▸ Directions
A - Answer these from the post about George Galloway, one line each:
(i) What sum did the committee find going to the bank account of Galloway's wife, and in what country was that account?
(ii) In what city is Galloway said to be now?
(iii) Who provides Galloway's remarks on Syrian government television?
B - Condense the paragraph of the George Galloway post that begins "Not since Lord Haw—Haw" into a short bulleted list that retains its main facts.
C - Carry the post about George Galloway's remarks in Damascus forward from where it stops.

▸ Extract to read
= = = =

Oily George kisses butt again
Not since Lord Haw—Haw, who made radio broadcasts for the Nazis while they were bombing London, has there been a British figure quite as despicable as George Galloway. "Oily George" has made a name for himself by serially kissing the anatomy of the bloodiest dictators on the planet. He came to Washington recently and lied his head off to the Senate Permanent Subcommittee on Investigations, denying that he accepted Oil—for—Food money from Saddam. The committee has now referred his case to the Justice Department for possible prosecution, after it discovered $150,000 of Saddam's oil money going to Galloway's wife's bank account in Jordan.
Galloway is now in Damascus, loudly singing the praises of Syrian dictator Bashar Assad, who was recently accused by a UN investigator of ordering the assassination of Lebanese former prime minister Rafic Hariri.
MEMRI provides Oily George's remarks on Syrian government television. In classic Galloway fashion, he began with a passionate kiss aimed at the dictator's backside:
"All dignified people in the world, whether Arabs or Muslims or others with dignity, are very proud of the speech made by President Bashar Al—Assad a few days ago here in Damascus. ... For me, he is the last Arab ruler, and Syria is the last Arab country. It is the fortress of the remaining dignity of the Arabs, and that's why I'm proud to be here and addressing you this evening."

= = = =

▸ Given information
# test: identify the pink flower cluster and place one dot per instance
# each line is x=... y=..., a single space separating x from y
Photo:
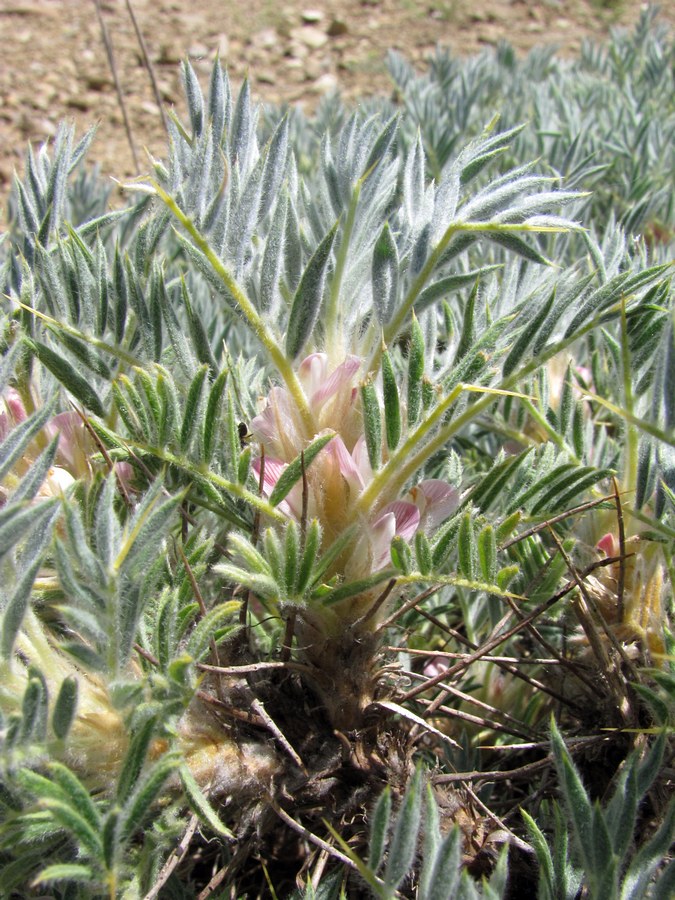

= = = =

▸ Answers
A -
(i) $150,000, to an account in Jordan.
(ii) Damascus.
(iii) MEMRI.

B -
- Galloway is compared to Lord Haw—Haw, who made radio broadcasts for the Nazis while they bombed London, and is called the most despicable British figure since then.
- Nicknamed "Oily George," he is said to have made a name for himself by serially flattering the bloodiest dictators on the planet.
- In Washington, he denied to the Senate Permanent Subcommittee on Investigations that he accepted Oil—for—Food money from Saddam; the post says he lied.
- The committee found $150,000 of Saddam's oil money going to his wife's bank account in Jordan.
- It has referred his case to the Justice Department for possible prosecution.

C -
Then Gallow jeered at SecState Condoleezza Rice, who has just negotiated a new agreement on behalf of the Palestinians with Israel.
"You know, it never ceases to surprise me that Arab governments can allow a foreigner (Condi Rice) to come to their country and sit at their tables with their leaders to insult and attack another Arab country. This is the behavior of slave governments, and the Bahraini regime should have asked Condoleezza to leave when she insulted Syria in their presence, in their capital."
Then he takes after Tony Blair ——— Galloway was expelled from Blair's Labour Party, which otherwise is not noted for high standards of behavior.
"The truth is, Mr. Blair changed his policy towards Syria because President Bush ordered him to. Mr. Blair too is a slave of the slaves."
Then Oily George argues, in classic fashion, that the murderers of Hariri are just the victims of an American plot:
"This murder of Hariri was deliberately planned and executed precisely to implicate Syria and to set in train the events which have unfolded."
He assures Assad that he has nothing to fear from America.
"America is losing the war in Iraq and she cannot dream of starting a new war in Syria.
... The public opinion in Britain and America is moving decisively against the policy of Bush and Blair."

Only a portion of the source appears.